PAGE EXTRACT:
He didn’t win any medals, but Norway’s downhill racer Aksel Lund Svindal delivered what some commentators were calling a “medical sensation” and a “sensational comeback” when he placed sixth in the men’s Super-G at the World Championships in Beaver Creek. The strong performance came less than four months after he tore his Achilles tendon during training in October.
The good-natured Svindal was mighty pleased himself. “It was just great to see the green light (which meant he was leading) when I crossed the finish line,” Svindal told state broadcaster NRK. “I had no idea how this was going to go.”
Svindal has won multiple World Cup, World Championship and Olympic medals, and is so prominent in his sport that he’s featured in classy ads in international magazines. He hadn’t raced in a single race this season, though, before deciding to try his luck and fortitude at the world championships this week.
“I felt rusty, had a good stretch in the middle of the course, but lost the decisive seconds at the start and at the end,” Svindal said in summing up his race. He was leading and ended up among the best skiers, claiming that gave him “enormous inspiration” before the next big race this weekend, the men’s downhill.

COMPLETE THE FOLLOWING:
A - In the article on Svindal's comeback, what place did he finish in the men's Super-G?
B - Please write out the article on Svindal's comeback word for word, starting at "He didn’t win" and ending at "training in October.".

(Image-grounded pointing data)

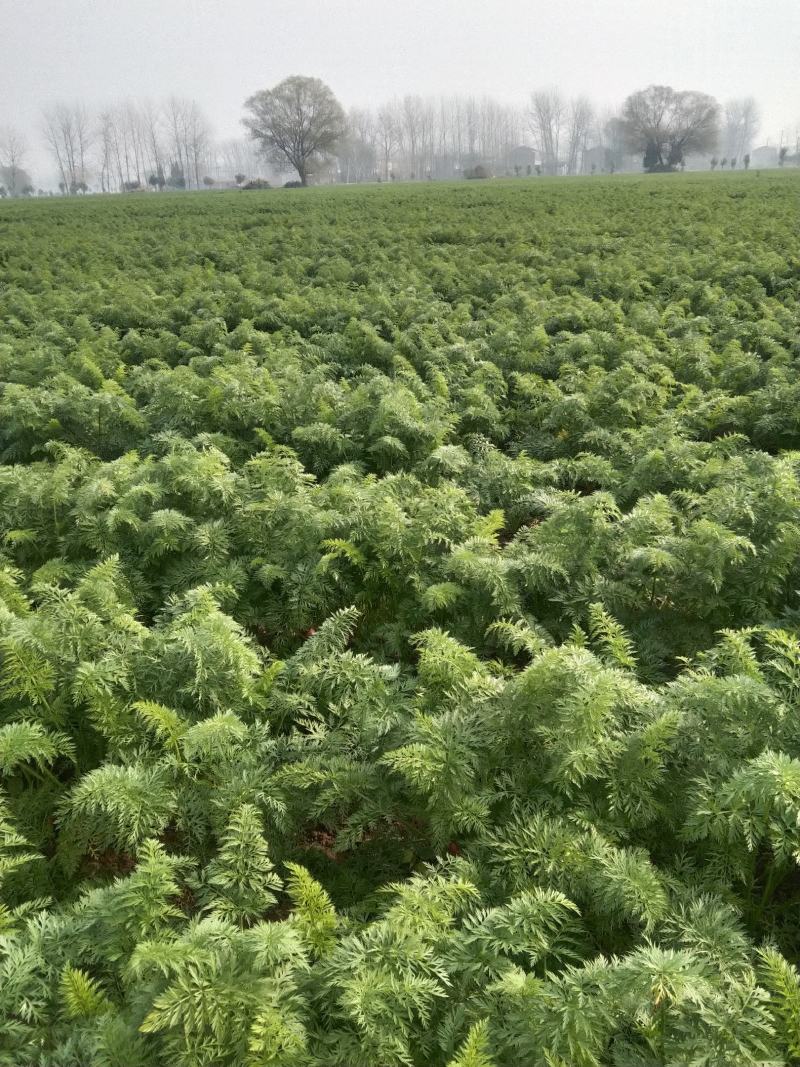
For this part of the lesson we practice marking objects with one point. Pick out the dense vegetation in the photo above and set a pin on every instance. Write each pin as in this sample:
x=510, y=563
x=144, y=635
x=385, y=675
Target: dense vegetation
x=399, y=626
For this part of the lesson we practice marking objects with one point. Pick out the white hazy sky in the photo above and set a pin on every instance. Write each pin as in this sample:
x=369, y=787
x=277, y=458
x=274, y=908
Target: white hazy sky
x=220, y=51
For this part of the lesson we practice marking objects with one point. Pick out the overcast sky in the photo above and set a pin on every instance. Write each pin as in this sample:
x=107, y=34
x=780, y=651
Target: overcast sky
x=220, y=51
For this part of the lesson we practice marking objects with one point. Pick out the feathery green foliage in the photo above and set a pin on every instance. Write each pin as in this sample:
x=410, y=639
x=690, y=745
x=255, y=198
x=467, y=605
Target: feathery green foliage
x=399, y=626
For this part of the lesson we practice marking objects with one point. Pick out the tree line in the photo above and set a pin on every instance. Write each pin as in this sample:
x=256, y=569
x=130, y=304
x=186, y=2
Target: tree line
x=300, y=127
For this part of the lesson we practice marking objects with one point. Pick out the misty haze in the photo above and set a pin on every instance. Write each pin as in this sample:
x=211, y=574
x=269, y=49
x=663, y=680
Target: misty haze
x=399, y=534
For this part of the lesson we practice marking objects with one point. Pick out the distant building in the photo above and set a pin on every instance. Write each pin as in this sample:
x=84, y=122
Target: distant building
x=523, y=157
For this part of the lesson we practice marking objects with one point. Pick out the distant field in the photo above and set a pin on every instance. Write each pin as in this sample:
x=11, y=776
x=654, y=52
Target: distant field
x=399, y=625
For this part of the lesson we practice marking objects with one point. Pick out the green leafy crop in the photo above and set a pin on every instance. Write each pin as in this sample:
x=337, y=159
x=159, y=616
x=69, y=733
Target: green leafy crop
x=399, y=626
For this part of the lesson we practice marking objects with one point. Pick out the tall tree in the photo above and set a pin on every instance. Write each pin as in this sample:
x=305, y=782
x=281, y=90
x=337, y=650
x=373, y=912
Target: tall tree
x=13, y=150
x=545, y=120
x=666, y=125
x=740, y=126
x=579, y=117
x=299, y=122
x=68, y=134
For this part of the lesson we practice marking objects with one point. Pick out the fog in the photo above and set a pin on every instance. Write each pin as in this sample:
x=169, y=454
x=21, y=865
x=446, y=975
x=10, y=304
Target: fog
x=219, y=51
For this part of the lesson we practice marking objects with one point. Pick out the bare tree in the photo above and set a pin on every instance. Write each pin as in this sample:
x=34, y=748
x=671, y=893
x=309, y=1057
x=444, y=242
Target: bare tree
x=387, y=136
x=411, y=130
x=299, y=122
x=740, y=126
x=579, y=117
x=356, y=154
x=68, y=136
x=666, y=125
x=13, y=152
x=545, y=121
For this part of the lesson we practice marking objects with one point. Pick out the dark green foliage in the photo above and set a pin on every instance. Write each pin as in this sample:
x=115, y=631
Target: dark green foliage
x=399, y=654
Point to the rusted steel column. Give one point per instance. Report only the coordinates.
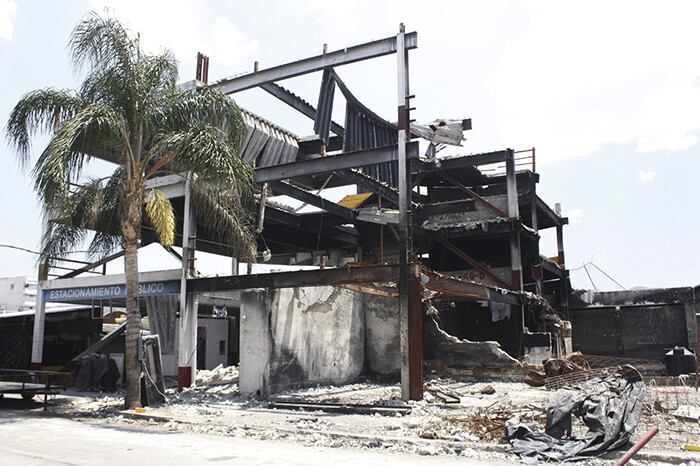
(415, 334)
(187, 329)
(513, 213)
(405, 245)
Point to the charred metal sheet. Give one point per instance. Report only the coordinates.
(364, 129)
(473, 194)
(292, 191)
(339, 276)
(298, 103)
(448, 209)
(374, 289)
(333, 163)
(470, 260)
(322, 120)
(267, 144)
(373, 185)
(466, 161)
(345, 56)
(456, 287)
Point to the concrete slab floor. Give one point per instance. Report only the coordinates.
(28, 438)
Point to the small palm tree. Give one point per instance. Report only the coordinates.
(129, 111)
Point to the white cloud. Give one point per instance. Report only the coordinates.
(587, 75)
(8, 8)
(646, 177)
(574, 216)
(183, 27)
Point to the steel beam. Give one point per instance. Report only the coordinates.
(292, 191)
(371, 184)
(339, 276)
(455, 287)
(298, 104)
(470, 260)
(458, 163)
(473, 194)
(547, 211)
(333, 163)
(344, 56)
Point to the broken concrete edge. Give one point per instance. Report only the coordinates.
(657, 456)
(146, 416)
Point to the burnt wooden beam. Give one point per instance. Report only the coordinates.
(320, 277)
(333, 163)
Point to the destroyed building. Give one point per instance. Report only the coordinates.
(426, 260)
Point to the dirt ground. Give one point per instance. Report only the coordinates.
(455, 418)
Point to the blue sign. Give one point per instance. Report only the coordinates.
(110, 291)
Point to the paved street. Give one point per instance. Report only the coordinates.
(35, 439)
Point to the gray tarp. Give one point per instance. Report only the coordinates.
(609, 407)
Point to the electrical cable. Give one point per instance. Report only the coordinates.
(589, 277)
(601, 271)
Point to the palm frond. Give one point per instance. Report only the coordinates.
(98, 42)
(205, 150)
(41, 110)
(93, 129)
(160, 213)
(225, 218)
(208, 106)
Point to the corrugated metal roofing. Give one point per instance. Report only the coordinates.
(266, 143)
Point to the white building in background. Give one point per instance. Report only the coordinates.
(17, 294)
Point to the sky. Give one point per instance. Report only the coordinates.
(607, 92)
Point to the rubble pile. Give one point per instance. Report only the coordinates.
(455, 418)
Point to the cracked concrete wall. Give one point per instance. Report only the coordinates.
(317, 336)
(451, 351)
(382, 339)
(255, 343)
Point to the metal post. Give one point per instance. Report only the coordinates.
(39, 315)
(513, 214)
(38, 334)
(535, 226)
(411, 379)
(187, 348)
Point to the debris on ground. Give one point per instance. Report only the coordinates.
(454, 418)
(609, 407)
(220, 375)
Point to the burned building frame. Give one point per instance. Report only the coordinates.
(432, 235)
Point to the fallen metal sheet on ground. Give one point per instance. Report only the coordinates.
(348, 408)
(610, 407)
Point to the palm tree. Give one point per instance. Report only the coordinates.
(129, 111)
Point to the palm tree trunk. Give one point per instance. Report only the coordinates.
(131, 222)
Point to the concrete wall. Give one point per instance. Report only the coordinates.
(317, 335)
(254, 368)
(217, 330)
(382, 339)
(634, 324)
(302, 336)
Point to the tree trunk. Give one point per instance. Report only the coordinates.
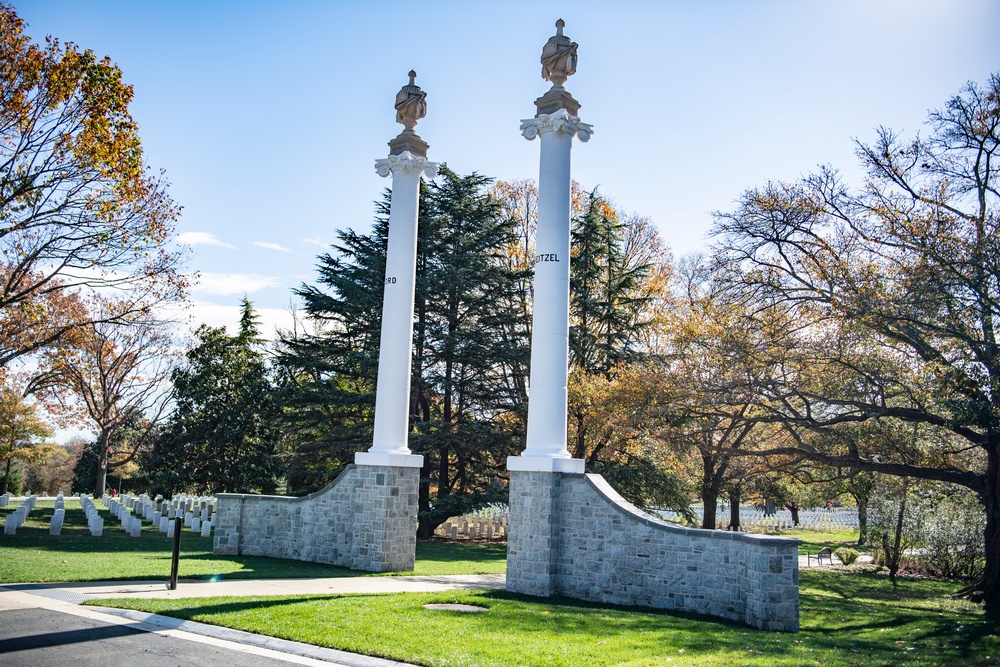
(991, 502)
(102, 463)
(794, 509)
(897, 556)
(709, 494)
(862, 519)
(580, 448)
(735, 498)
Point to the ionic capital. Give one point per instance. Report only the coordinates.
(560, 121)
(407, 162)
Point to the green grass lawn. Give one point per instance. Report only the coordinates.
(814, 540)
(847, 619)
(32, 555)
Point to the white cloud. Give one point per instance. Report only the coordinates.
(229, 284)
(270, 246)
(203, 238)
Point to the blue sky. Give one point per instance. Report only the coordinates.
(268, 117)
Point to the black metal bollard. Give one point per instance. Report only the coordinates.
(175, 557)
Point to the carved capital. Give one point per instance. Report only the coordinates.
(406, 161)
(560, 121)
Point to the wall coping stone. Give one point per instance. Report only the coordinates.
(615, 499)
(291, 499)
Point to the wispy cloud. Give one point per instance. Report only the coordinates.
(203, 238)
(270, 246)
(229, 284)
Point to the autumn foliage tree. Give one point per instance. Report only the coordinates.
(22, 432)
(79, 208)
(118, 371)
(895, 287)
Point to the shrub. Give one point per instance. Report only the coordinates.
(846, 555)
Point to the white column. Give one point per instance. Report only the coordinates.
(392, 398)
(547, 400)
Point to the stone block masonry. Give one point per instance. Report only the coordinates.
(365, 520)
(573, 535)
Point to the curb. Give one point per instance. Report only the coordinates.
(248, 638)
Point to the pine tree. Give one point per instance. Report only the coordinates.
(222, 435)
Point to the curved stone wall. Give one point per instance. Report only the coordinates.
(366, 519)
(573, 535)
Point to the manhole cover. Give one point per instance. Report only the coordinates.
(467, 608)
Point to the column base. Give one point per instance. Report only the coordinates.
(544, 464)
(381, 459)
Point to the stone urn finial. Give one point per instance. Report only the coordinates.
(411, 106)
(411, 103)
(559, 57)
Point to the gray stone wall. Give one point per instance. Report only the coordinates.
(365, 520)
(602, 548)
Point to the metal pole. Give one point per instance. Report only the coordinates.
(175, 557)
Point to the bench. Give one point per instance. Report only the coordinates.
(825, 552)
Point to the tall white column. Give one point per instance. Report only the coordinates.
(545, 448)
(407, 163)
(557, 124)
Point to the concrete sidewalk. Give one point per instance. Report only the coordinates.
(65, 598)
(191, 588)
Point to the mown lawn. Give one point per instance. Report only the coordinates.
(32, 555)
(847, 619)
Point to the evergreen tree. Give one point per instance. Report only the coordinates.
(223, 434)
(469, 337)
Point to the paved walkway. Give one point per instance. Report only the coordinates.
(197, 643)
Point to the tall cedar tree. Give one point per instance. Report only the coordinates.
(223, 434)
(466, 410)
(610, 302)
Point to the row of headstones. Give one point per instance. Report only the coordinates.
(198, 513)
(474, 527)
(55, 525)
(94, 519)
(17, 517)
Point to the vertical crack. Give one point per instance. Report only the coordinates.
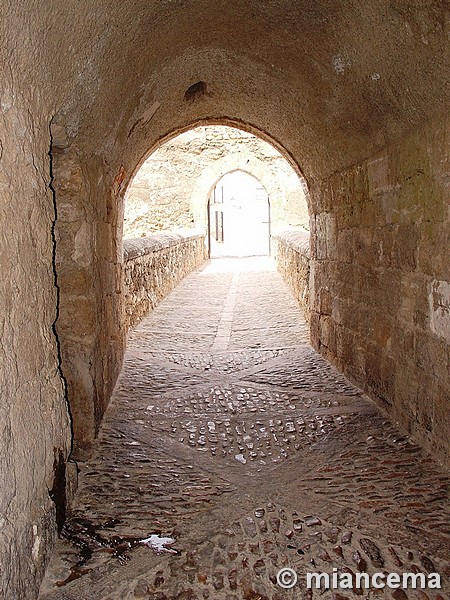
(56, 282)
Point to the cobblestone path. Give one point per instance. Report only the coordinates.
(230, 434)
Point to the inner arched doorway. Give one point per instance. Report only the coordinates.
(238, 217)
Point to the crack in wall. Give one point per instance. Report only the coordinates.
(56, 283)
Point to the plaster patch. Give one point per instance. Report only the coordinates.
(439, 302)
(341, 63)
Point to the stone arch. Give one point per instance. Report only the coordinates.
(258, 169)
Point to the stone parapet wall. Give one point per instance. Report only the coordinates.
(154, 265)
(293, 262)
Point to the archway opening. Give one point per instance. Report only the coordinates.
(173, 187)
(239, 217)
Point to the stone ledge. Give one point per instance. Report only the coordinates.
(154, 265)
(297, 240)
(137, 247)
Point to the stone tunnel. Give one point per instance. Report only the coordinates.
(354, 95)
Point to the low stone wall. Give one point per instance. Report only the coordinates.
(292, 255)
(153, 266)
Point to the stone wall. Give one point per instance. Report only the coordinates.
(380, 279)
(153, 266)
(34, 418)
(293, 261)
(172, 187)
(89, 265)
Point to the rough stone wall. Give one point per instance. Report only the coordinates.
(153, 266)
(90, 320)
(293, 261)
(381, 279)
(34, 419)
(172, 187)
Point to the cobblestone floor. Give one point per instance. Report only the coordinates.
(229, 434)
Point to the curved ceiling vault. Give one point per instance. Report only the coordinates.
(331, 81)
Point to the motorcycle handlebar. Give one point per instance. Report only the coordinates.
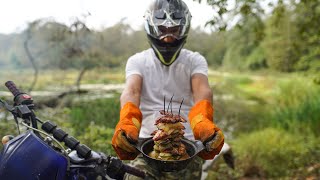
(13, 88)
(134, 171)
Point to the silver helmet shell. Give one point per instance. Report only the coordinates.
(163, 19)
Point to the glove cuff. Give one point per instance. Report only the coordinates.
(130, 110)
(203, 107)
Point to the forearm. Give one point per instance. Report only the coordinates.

SOLUTION LIST:
A - Sixth.

B -
He didn’t win any medals, but Norway’s downhill racer Aksel Lund Svindal delivered what some commentators were calling a “medical sensation” and a “sensational comeback” when he placed sixth in the men’s Super-G at the World Championships in Beaver Creek. The strong performance came less than four months after he tore his Achilles tendon during training in October.